→ WORK TO BE COMPLETED: Can you copy out, word for word, the stretch of the material below running from the line containing "Can you see the parked" through the line containing "column 357, row 62"?

→ MATERIALS PROVIDED:
━━━

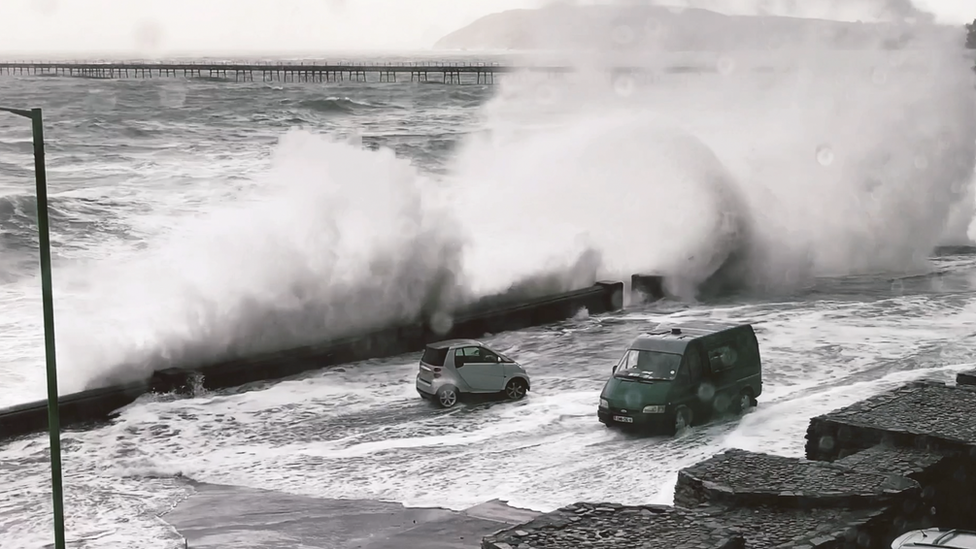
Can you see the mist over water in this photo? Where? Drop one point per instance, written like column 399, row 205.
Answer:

━━━

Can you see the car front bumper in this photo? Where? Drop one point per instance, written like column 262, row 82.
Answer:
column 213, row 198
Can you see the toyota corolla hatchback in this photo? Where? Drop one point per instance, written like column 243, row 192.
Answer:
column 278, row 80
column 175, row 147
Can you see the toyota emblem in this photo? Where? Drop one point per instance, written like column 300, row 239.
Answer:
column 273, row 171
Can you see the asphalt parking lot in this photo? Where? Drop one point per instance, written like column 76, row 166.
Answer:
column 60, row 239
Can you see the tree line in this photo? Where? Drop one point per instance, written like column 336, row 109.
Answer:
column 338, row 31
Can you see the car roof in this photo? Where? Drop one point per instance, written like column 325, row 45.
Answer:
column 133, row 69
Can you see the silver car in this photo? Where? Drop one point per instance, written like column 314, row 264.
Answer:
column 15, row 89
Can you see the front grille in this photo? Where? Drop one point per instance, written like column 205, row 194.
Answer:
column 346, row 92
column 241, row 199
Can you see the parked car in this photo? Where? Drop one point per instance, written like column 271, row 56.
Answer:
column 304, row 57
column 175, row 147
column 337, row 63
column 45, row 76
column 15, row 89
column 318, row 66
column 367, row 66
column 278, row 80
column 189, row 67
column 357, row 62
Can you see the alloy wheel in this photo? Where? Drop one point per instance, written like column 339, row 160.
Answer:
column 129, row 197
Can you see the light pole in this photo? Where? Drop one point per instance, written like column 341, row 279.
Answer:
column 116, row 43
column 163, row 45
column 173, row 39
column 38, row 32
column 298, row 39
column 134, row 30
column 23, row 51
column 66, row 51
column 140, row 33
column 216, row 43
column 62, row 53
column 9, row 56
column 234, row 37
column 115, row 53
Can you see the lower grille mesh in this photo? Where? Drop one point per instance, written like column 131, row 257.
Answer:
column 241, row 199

━━━

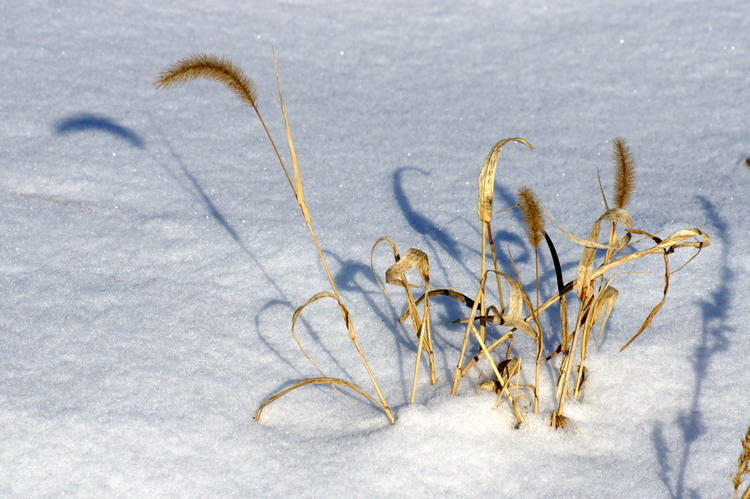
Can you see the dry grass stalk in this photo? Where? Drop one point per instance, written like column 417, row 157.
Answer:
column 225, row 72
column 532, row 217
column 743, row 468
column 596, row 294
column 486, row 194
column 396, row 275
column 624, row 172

━━━

→ RESULT FOR THIS EXERCISE:
Can you see the parked car in this photo? Where? Drop one point per instance, written like column 271, row 56.
Answer:
column 304, row 57
column 175, row 147
column 337, row 63
column 45, row 76
column 15, row 89
column 318, row 66
column 367, row 66
column 278, row 80
column 189, row 67
column 357, row 62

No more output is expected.